▸ **Material supplied**
※ ※ ※

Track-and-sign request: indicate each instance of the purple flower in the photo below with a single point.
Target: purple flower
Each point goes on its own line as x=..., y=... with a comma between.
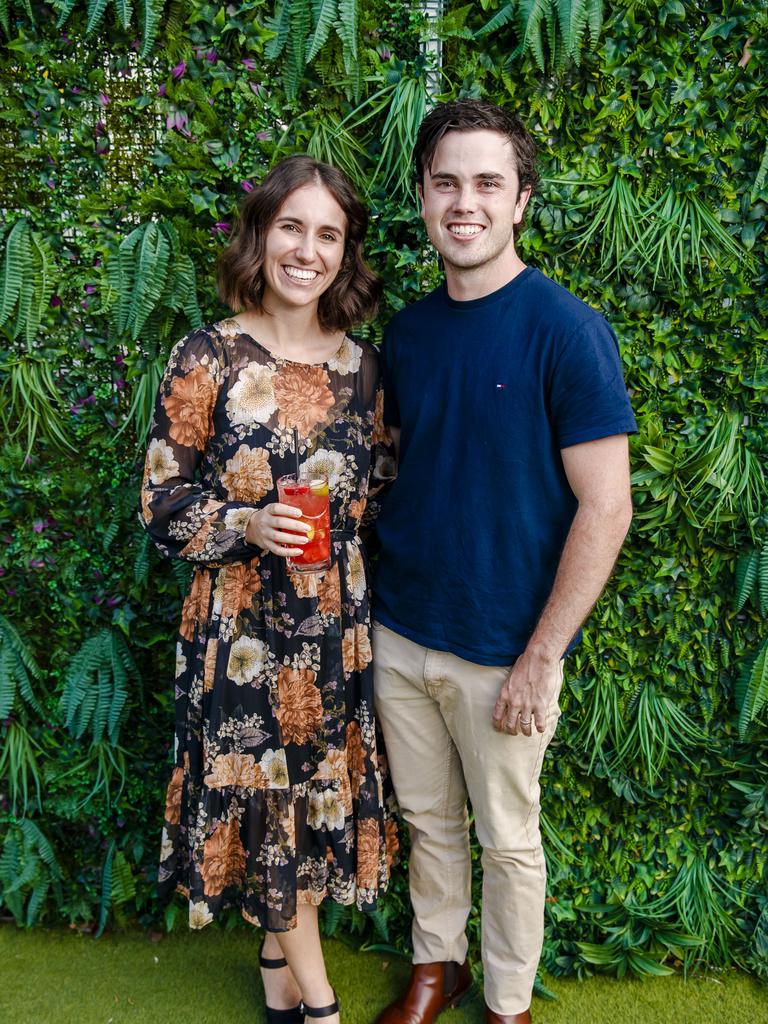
x=177, y=120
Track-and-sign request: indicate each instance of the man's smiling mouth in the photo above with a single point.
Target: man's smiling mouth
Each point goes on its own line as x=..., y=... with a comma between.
x=465, y=230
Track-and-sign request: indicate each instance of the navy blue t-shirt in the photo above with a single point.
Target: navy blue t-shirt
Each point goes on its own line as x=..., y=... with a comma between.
x=485, y=393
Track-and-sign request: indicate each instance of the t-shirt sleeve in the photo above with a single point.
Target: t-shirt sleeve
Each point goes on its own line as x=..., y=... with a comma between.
x=391, y=410
x=588, y=395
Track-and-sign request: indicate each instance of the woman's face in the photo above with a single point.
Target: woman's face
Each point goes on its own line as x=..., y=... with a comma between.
x=304, y=248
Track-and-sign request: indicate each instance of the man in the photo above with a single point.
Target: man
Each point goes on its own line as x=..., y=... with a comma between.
x=506, y=397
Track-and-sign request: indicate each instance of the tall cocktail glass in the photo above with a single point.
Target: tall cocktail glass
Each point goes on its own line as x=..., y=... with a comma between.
x=310, y=495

※ ※ ※

▸ **What the task asks**
Format the material above as a two-column CSV with the header label_text,points. Each row holds one block of instructions in label_text and the coordinates given for it in points, with both fields quoted, line breaks replaced by spaces, and the pictures left out.

▸ **Finished answer**
label_text,points
"Track-and-sign request: indicate each instance of the purple flower in the photo below with a single point. Target: purple flower Each point goes on its own line as x=..., y=... with a comma between.","x=177, y=120"
"Track-and-sign request: indicate each instance of the man's smiling mouth in the photo above with a single point. Target: man's smiling mouth Each point goes on its own line as x=..., y=... with a comma between.","x=465, y=230"
"Track-and-sign request: indicate each instance of the navy blue t-shirt in the photo above with a single point. Target: navy blue t-shirt Each point goes on its own line as x=..., y=... with a comma between.","x=485, y=393"
"Track-and-sign request: indicate each instance of the t-shirt sleeve in the photo above with a single point. Target: t-shirt sleeve Each point goes on its own line as x=..., y=... with a comma between.","x=391, y=410 x=588, y=395"
"Track-and-sign request: indicate each instance of the woman's face in the photo above with a single point. Target: woman's face Each point goes on its own line as x=..., y=... with a comma between.","x=304, y=248"
"Track-and-sign request: indicate each instance of the man in the photo above with a single point. Target: man Each point goes on its own line as x=..., y=... with a comma between.","x=506, y=397"
"Track-and-sign request: indicate each instance of the tall cocktail glass in the photo above with a single point. Target: tall cocktail glass Each point goes on its own line as x=..., y=... with a comma between.","x=310, y=495"